Records to process Start Marker

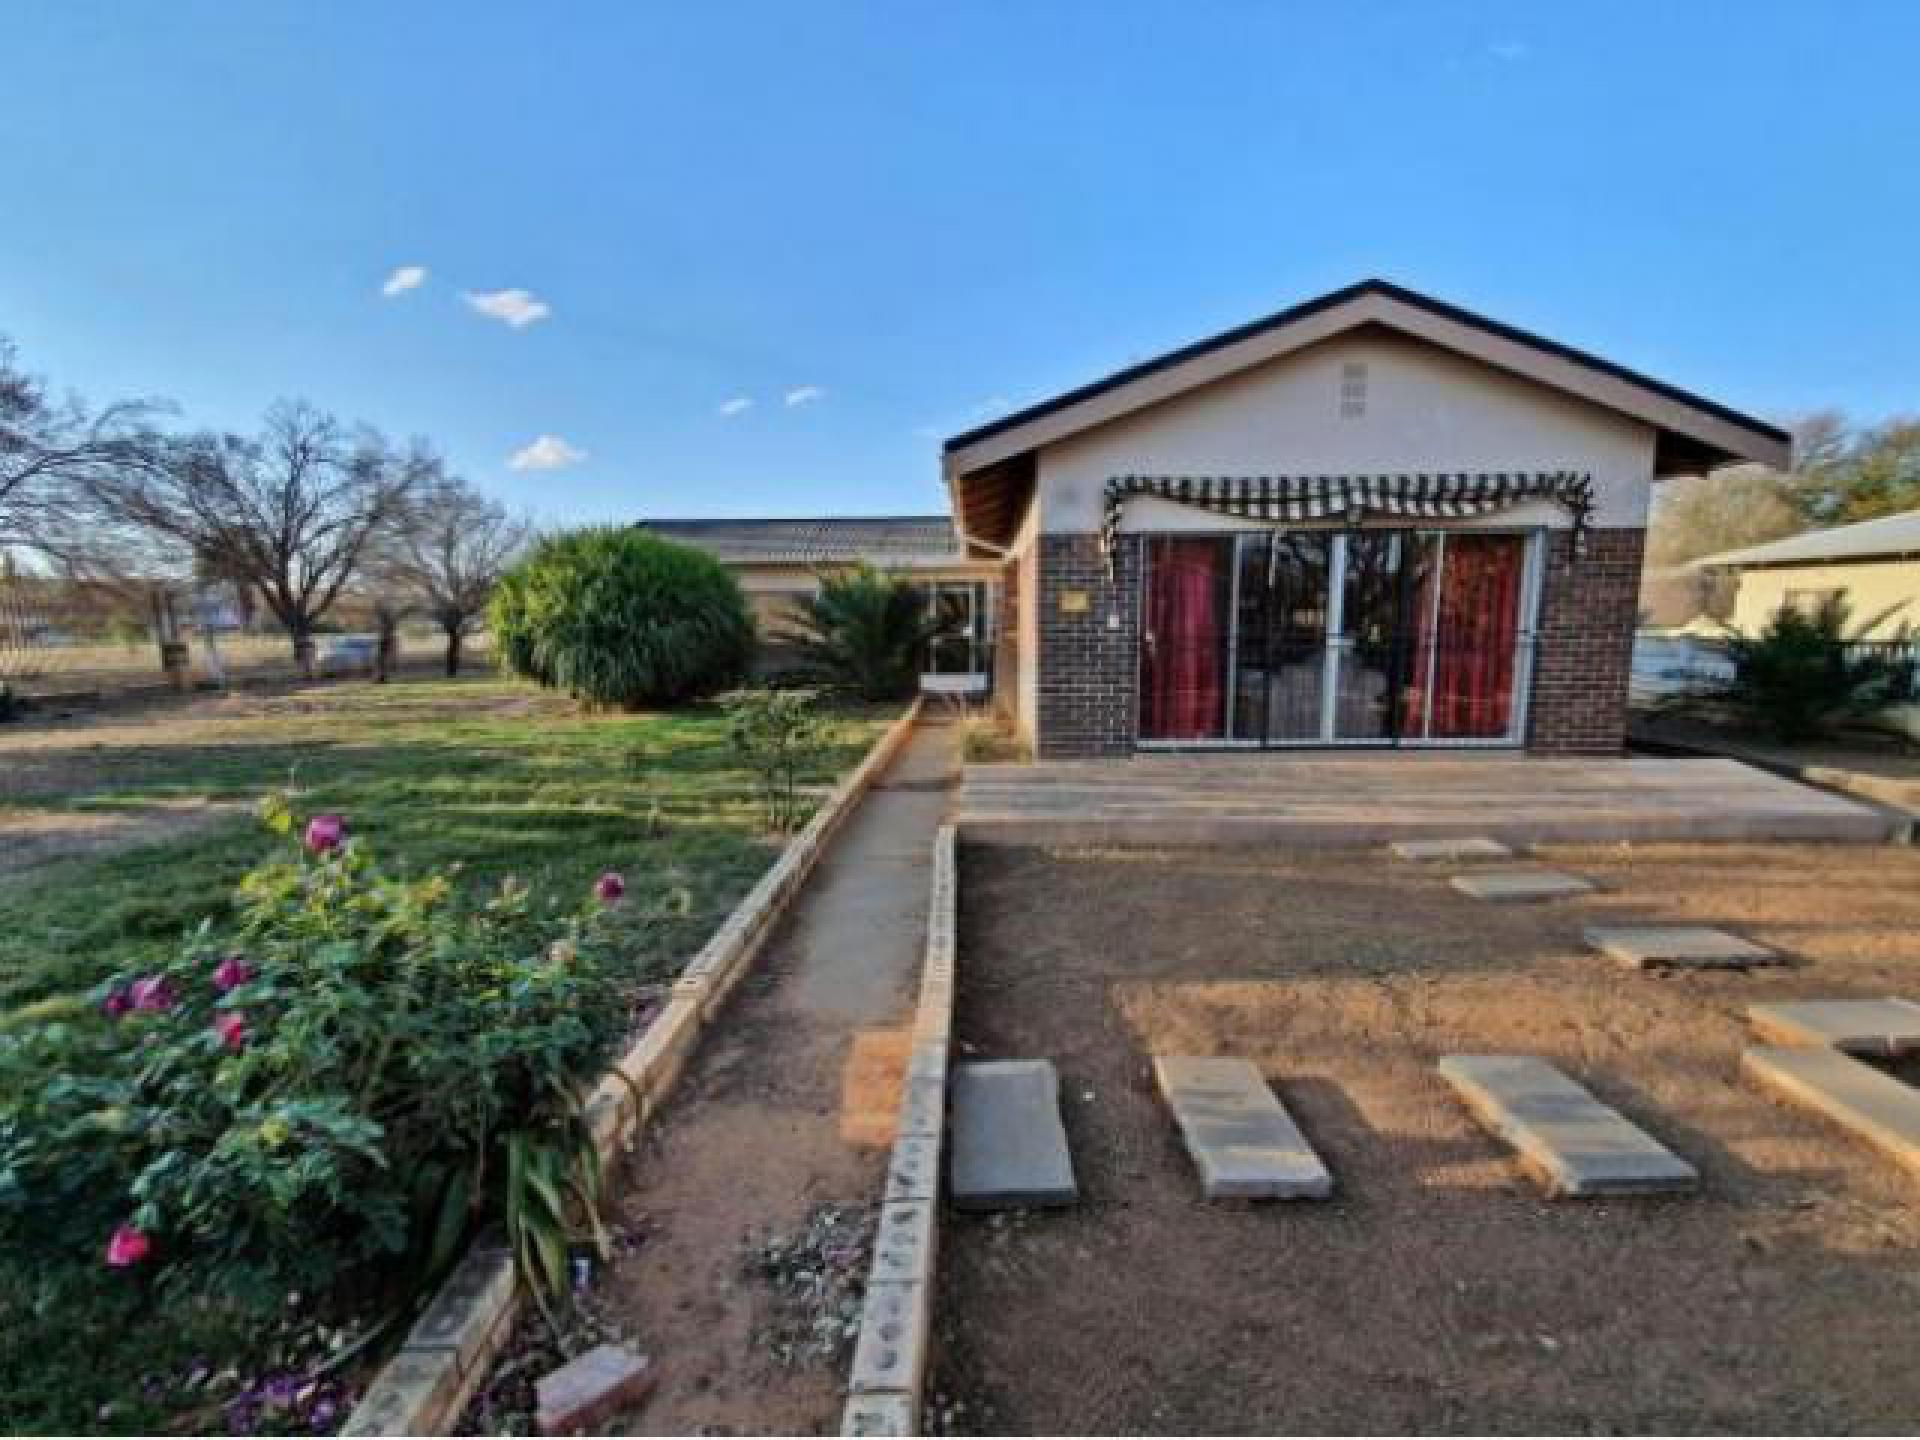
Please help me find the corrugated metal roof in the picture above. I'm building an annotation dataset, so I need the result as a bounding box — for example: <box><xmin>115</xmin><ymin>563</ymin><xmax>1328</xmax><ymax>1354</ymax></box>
<box><xmin>637</xmin><ymin>515</ymin><xmax>963</xmax><ymax>566</ymax></box>
<box><xmin>1695</xmin><ymin>509</ymin><xmax>1920</xmax><ymax>569</ymax></box>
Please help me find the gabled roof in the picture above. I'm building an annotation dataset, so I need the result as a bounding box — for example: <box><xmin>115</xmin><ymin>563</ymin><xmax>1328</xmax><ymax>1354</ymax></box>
<box><xmin>1695</xmin><ymin>508</ymin><xmax>1920</xmax><ymax>570</ymax></box>
<box><xmin>637</xmin><ymin>515</ymin><xmax>963</xmax><ymax>566</ymax></box>
<box><xmin>943</xmin><ymin>279</ymin><xmax>1792</xmax><ymax>548</ymax></box>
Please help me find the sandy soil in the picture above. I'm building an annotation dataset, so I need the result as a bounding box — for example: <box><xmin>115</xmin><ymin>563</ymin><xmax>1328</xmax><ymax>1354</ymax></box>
<box><xmin>936</xmin><ymin>841</ymin><xmax>1920</xmax><ymax>1435</ymax></box>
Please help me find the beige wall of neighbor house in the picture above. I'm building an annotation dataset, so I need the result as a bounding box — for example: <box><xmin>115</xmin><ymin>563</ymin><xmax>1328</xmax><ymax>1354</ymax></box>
<box><xmin>1030</xmin><ymin>332</ymin><xmax>1658</xmax><ymax>536</ymax></box>
<box><xmin>1730</xmin><ymin>558</ymin><xmax>1920</xmax><ymax>639</ymax></box>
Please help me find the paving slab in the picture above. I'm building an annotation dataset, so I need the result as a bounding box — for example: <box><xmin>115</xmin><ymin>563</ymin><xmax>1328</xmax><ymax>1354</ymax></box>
<box><xmin>1584</xmin><ymin>925</ymin><xmax>1779</xmax><ymax>971</ymax></box>
<box><xmin>1449</xmin><ymin>869</ymin><xmax>1595</xmax><ymax>903</ymax></box>
<box><xmin>1743</xmin><ymin>1045</ymin><xmax>1920</xmax><ymax>1178</ymax></box>
<box><xmin>1390</xmin><ymin>835</ymin><xmax>1513</xmax><ymax>862</ymax></box>
<box><xmin>1747</xmin><ymin>998</ymin><xmax>1920</xmax><ymax>1057</ymax></box>
<box><xmin>1439</xmin><ymin>1054</ymin><xmax>1698</xmax><ymax>1197</ymax></box>
<box><xmin>1153</xmin><ymin>1056</ymin><xmax>1333</xmax><ymax>1199</ymax></box>
<box><xmin>949</xmin><ymin>1060</ymin><xmax>1077</xmax><ymax>1210</ymax></box>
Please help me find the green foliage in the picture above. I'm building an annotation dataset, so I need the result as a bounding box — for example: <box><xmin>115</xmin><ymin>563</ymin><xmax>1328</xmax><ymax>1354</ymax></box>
<box><xmin>782</xmin><ymin>564</ymin><xmax>934</xmax><ymax>701</ymax></box>
<box><xmin>725</xmin><ymin>688</ymin><xmax>828</xmax><ymax>833</ymax></box>
<box><xmin>492</xmin><ymin>527</ymin><xmax>754</xmax><ymax>708</ymax></box>
<box><xmin>1717</xmin><ymin>595</ymin><xmax>1913</xmax><ymax>740</ymax></box>
<box><xmin>0</xmin><ymin>805</ymin><xmax>628</xmax><ymax>1316</ymax></box>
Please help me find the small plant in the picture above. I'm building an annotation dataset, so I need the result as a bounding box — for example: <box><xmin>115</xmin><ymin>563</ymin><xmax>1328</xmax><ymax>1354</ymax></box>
<box><xmin>491</xmin><ymin>527</ymin><xmax>755</xmax><ymax>709</ymax></box>
<box><xmin>1714</xmin><ymin>595</ymin><xmax>1912</xmax><ymax>740</ymax></box>
<box><xmin>782</xmin><ymin>565</ymin><xmax>936</xmax><ymax>701</ymax></box>
<box><xmin>724</xmin><ymin>688</ymin><xmax>827</xmax><ymax>833</ymax></box>
<box><xmin>960</xmin><ymin>711</ymin><xmax>1026</xmax><ymax>763</ymax></box>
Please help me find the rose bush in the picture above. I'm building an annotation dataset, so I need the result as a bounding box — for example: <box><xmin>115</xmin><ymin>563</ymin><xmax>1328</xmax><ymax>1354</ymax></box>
<box><xmin>0</xmin><ymin>795</ymin><xmax>633</xmax><ymax>1314</ymax></box>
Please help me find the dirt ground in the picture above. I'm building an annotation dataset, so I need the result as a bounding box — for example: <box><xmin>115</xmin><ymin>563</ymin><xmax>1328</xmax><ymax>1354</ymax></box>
<box><xmin>937</xmin><ymin>841</ymin><xmax>1920</xmax><ymax>1436</ymax></box>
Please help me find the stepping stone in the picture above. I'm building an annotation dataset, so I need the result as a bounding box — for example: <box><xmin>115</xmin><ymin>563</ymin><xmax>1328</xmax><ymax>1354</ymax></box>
<box><xmin>949</xmin><ymin>1060</ymin><xmax>1078</xmax><ymax>1210</ymax></box>
<box><xmin>1449</xmin><ymin>869</ymin><xmax>1595</xmax><ymax>903</ymax></box>
<box><xmin>1439</xmin><ymin>1054</ymin><xmax>1697</xmax><ymax>1197</ymax></box>
<box><xmin>1584</xmin><ymin>925</ymin><xmax>1779</xmax><ymax>971</ymax></box>
<box><xmin>1153</xmin><ymin>1056</ymin><xmax>1333</xmax><ymax>1200</ymax></box>
<box><xmin>1744</xmin><ymin>1045</ymin><xmax>1920</xmax><ymax>1178</ymax></box>
<box><xmin>1391</xmin><ymin>836</ymin><xmax>1513</xmax><ymax>862</ymax></box>
<box><xmin>1747</xmin><ymin>998</ymin><xmax>1920</xmax><ymax>1058</ymax></box>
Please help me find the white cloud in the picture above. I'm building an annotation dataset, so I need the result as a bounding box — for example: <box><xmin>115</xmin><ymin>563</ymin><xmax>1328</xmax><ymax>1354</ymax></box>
<box><xmin>784</xmin><ymin>384</ymin><xmax>826</xmax><ymax>408</ymax></box>
<box><xmin>716</xmin><ymin>396</ymin><xmax>754</xmax><ymax>418</ymax></box>
<box><xmin>381</xmin><ymin>265</ymin><xmax>428</xmax><ymax>297</ymax></box>
<box><xmin>508</xmin><ymin>434</ymin><xmax>587</xmax><ymax>470</ymax></box>
<box><xmin>465</xmin><ymin>288</ymin><xmax>552</xmax><ymax>328</ymax></box>
<box><xmin>1488</xmin><ymin>39</ymin><xmax>1530</xmax><ymax>61</ymax></box>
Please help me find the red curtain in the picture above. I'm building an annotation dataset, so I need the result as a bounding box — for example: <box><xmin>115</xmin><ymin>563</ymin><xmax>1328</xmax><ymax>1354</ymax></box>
<box><xmin>1428</xmin><ymin>535</ymin><xmax>1523</xmax><ymax>738</ymax></box>
<box><xmin>1142</xmin><ymin>538</ymin><xmax>1227</xmax><ymax>740</ymax></box>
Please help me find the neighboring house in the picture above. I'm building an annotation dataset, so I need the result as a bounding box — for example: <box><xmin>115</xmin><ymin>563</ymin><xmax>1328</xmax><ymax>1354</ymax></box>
<box><xmin>942</xmin><ymin>278</ymin><xmax>1789</xmax><ymax>758</ymax></box>
<box><xmin>1694</xmin><ymin>508</ymin><xmax>1920</xmax><ymax>640</ymax></box>
<box><xmin>636</xmin><ymin>516</ymin><xmax>1000</xmax><ymax>680</ymax></box>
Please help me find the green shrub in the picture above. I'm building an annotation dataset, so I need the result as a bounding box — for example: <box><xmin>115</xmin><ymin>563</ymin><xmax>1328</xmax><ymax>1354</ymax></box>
<box><xmin>1717</xmin><ymin>595</ymin><xmax>1912</xmax><ymax>740</ymax></box>
<box><xmin>724</xmin><ymin>688</ymin><xmax>828</xmax><ymax>833</ymax></box>
<box><xmin>782</xmin><ymin>564</ymin><xmax>933</xmax><ymax>701</ymax></box>
<box><xmin>0</xmin><ymin>799</ymin><xmax>632</xmax><ymax>1315</ymax></box>
<box><xmin>492</xmin><ymin>527</ymin><xmax>754</xmax><ymax>708</ymax></box>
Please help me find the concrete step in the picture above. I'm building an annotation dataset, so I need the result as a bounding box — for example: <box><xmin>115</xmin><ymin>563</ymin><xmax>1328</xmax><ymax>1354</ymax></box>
<box><xmin>1584</xmin><ymin>925</ymin><xmax>1779</xmax><ymax>970</ymax></box>
<box><xmin>1450</xmin><ymin>870</ymin><xmax>1596</xmax><ymax>903</ymax></box>
<box><xmin>1153</xmin><ymin>1056</ymin><xmax>1333</xmax><ymax>1200</ymax></box>
<box><xmin>1439</xmin><ymin>1054</ymin><xmax>1698</xmax><ymax>1197</ymax></box>
<box><xmin>949</xmin><ymin>1060</ymin><xmax>1078</xmax><ymax>1211</ymax></box>
<box><xmin>1390</xmin><ymin>836</ymin><xmax>1514</xmax><ymax>862</ymax></box>
<box><xmin>1744</xmin><ymin>1045</ymin><xmax>1920</xmax><ymax>1178</ymax></box>
<box><xmin>1747</xmin><ymin>999</ymin><xmax>1920</xmax><ymax>1057</ymax></box>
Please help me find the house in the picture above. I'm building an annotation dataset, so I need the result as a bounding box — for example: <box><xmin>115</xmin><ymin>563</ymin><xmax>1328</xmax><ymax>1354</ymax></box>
<box><xmin>1695</xmin><ymin>508</ymin><xmax>1920</xmax><ymax>640</ymax></box>
<box><xmin>942</xmin><ymin>279</ymin><xmax>1789</xmax><ymax>758</ymax></box>
<box><xmin>636</xmin><ymin>516</ymin><xmax>1000</xmax><ymax>679</ymax></box>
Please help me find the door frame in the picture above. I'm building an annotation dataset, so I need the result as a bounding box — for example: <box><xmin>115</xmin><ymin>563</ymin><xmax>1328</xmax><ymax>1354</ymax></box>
<box><xmin>1134</xmin><ymin>525</ymin><xmax>1546</xmax><ymax>751</ymax></box>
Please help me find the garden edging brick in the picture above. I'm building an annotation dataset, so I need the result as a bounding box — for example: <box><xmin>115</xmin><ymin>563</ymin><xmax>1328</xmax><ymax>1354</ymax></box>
<box><xmin>841</xmin><ymin>823</ymin><xmax>956</xmax><ymax>1437</ymax></box>
<box><xmin>343</xmin><ymin>698</ymin><xmax>925</xmax><ymax>1438</ymax></box>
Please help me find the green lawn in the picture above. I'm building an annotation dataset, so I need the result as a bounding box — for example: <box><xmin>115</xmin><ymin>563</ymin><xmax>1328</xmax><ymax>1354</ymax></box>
<box><xmin>0</xmin><ymin>677</ymin><xmax>894</xmax><ymax>1434</ymax></box>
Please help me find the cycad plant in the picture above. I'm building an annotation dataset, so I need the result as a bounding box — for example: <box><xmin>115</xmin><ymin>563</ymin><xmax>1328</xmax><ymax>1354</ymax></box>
<box><xmin>1717</xmin><ymin>594</ymin><xmax>1912</xmax><ymax>740</ymax></box>
<box><xmin>783</xmin><ymin>564</ymin><xmax>936</xmax><ymax>701</ymax></box>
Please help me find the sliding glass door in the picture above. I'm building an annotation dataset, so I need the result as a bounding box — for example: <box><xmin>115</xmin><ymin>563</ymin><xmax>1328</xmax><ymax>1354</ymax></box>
<box><xmin>1140</xmin><ymin>529</ymin><xmax>1537</xmax><ymax>747</ymax></box>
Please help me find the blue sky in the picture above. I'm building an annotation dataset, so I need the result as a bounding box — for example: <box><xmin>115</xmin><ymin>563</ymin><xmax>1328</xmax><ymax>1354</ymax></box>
<box><xmin>5</xmin><ymin>2</ymin><xmax>1917</xmax><ymax>525</ymax></box>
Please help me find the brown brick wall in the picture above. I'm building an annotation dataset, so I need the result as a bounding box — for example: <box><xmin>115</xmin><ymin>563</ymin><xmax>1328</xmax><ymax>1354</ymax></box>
<box><xmin>1034</xmin><ymin>533</ymin><xmax>1141</xmax><ymax>757</ymax></box>
<box><xmin>1025</xmin><ymin>526</ymin><xmax>1645</xmax><ymax>758</ymax></box>
<box><xmin>1525</xmin><ymin>526</ymin><xmax>1645</xmax><ymax>755</ymax></box>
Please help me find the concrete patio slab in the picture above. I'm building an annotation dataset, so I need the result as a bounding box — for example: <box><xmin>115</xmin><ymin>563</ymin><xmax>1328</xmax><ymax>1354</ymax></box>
<box><xmin>1390</xmin><ymin>835</ymin><xmax>1513</xmax><ymax>861</ymax></box>
<box><xmin>1584</xmin><ymin>925</ymin><xmax>1779</xmax><ymax>970</ymax></box>
<box><xmin>1153</xmin><ymin>1056</ymin><xmax>1333</xmax><ymax>1199</ymax></box>
<box><xmin>1743</xmin><ymin>1045</ymin><xmax>1920</xmax><ymax>1179</ymax></box>
<box><xmin>1439</xmin><ymin>1054</ymin><xmax>1698</xmax><ymax>1197</ymax></box>
<box><xmin>1450</xmin><ymin>869</ymin><xmax>1595</xmax><ymax>902</ymax></box>
<box><xmin>958</xmin><ymin>755</ymin><xmax>1897</xmax><ymax>850</ymax></box>
<box><xmin>949</xmin><ymin>1060</ymin><xmax>1078</xmax><ymax>1211</ymax></box>
<box><xmin>1747</xmin><ymin>999</ymin><xmax>1920</xmax><ymax>1057</ymax></box>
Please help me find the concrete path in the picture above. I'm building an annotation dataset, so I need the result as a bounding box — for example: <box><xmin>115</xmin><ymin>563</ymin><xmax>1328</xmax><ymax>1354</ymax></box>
<box><xmin>1450</xmin><ymin>869</ymin><xmax>1595</xmax><ymax>902</ymax></box>
<box><xmin>1439</xmin><ymin>1054</ymin><xmax>1698</xmax><ymax>1197</ymax></box>
<box><xmin>587</xmin><ymin>718</ymin><xmax>957</xmax><ymax>1435</ymax></box>
<box><xmin>1154</xmin><ymin>1056</ymin><xmax>1333</xmax><ymax>1199</ymax></box>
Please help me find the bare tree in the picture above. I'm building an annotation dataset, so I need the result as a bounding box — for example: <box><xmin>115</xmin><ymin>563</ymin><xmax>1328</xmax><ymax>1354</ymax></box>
<box><xmin>384</xmin><ymin>478</ymin><xmax>532</xmax><ymax>676</ymax></box>
<box><xmin>93</xmin><ymin>401</ymin><xmax>429</xmax><ymax>676</ymax></box>
<box><xmin>1</xmin><ymin>337</ymin><xmax>165</xmax><ymax>571</ymax></box>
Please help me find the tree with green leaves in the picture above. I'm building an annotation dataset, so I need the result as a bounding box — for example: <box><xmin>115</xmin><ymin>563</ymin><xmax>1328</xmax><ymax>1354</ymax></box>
<box><xmin>781</xmin><ymin>563</ymin><xmax>937</xmax><ymax>701</ymax></box>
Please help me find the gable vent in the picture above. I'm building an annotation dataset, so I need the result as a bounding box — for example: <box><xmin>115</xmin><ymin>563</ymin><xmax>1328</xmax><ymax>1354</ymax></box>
<box><xmin>1339</xmin><ymin>361</ymin><xmax>1368</xmax><ymax>418</ymax></box>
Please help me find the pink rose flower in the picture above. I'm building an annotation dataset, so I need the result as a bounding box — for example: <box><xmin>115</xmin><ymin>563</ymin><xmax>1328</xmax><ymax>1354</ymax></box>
<box><xmin>593</xmin><ymin>871</ymin><xmax>626</xmax><ymax>906</ymax></box>
<box><xmin>129</xmin><ymin>976</ymin><xmax>176</xmax><ymax>1012</ymax></box>
<box><xmin>212</xmin><ymin>1012</ymin><xmax>247</xmax><ymax>1052</ymax></box>
<box><xmin>102</xmin><ymin>987</ymin><xmax>132</xmax><ymax>1019</ymax></box>
<box><xmin>213</xmin><ymin>954</ymin><xmax>255</xmax><ymax>992</ymax></box>
<box><xmin>303</xmin><ymin>814</ymin><xmax>346</xmax><ymax>855</ymax></box>
<box><xmin>106</xmin><ymin>1224</ymin><xmax>151</xmax><ymax>1267</ymax></box>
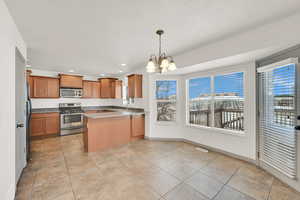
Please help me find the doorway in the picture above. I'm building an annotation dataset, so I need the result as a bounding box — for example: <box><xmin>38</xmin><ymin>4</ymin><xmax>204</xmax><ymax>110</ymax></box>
<box><xmin>257</xmin><ymin>57</ymin><xmax>300</xmax><ymax>190</ymax></box>
<box><xmin>15</xmin><ymin>48</ymin><xmax>27</xmax><ymax>183</ymax></box>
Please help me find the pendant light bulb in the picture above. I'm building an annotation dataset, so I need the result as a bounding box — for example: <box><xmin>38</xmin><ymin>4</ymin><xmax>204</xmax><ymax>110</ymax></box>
<box><xmin>146</xmin><ymin>59</ymin><xmax>156</xmax><ymax>73</ymax></box>
<box><xmin>168</xmin><ymin>60</ymin><xmax>177</xmax><ymax>71</ymax></box>
<box><xmin>160</xmin><ymin>58</ymin><xmax>169</xmax><ymax>69</ymax></box>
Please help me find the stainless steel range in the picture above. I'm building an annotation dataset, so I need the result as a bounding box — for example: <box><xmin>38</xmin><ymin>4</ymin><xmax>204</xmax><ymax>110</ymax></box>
<box><xmin>59</xmin><ymin>103</ymin><xmax>84</xmax><ymax>136</ymax></box>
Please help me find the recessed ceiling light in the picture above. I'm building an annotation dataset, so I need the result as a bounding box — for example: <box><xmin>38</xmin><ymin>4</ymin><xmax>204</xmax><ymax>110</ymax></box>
<box><xmin>69</xmin><ymin>69</ymin><xmax>75</xmax><ymax>73</ymax></box>
<box><xmin>121</xmin><ymin>63</ymin><xmax>127</xmax><ymax>66</ymax></box>
<box><xmin>119</xmin><ymin>70</ymin><xmax>123</xmax><ymax>73</ymax></box>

Records to process End Marker

# Directions
From the line that contains "Please help me find the doorway" through the final line of the material, copy every line exactly, including both ends.

# Solution to this problem
Please help me find the doorway in the picture above. I'm building an annotation dataset, so I need the result as a bounding box — for example: <box><xmin>38</xmin><ymin>4</ymin><xmax>204</xmax><ymax>110</ymax></box>
<box><xmin>257</xmin><ymin>57</ymin><xmax>300</xmax><ymax>190</ymax></box>
<box><xmin>15</xmin><ymin>48</ymin><xmax>27</xmax><ymax>183</ymax></box>
Please help me find the pendant light bulb in the picture above. I'm building an annotation dataset, so I need the result as a bounding box — for example: <box><xmin>38</xmin><ymin>4</ymin><xmax>204</xmax><ymax>110</ymax></box>
<box><xmin>146</xmin><ymin>59</ymin><xmax>156</xmax><ymax>73</ymax></box>
<box><xmin>168</xmin><ymin>60</ymin><xmax>177</xmax><ymax>71</ymax></box>
<box><xmin>160</xmin><ymin>58</ymin><xmax>169</xmax><ymax>69</ymax></box>
Please help me find the stainless steel range in the picture above. I'm building an annotation dataset, so I need the result as a bounding box — for example: <box><xmin>38</xmin><ymin>4</ymin><xmax>204</xmax><ymax>110</ymax></box>
<box><xmin>59</xmin><ymin>103</ymin><xmax>84</xmax><ymax>136</ymax></box>
Please help me find the recessed ceiling light in the picture above. I'm building an annotation dataset, so I need the result as a bounding box — for example: <box><xmin>38</xmin><ymin>4</ymin><xmax>204</xmax><ymax>110</ymax></box>
<box><xmin>69</xmin><ymin>69</ymin><xmax>75</xmax><ymax>73</ymax></box>
<box><xmin>121</xmin><ymin>63</ymin><xmax>127</xmax><ymax>66</ymax></box>
<box><xmin>119</xmin><ymin>70</ymin><xmax>123</xmax><ymax>73</ymax></box>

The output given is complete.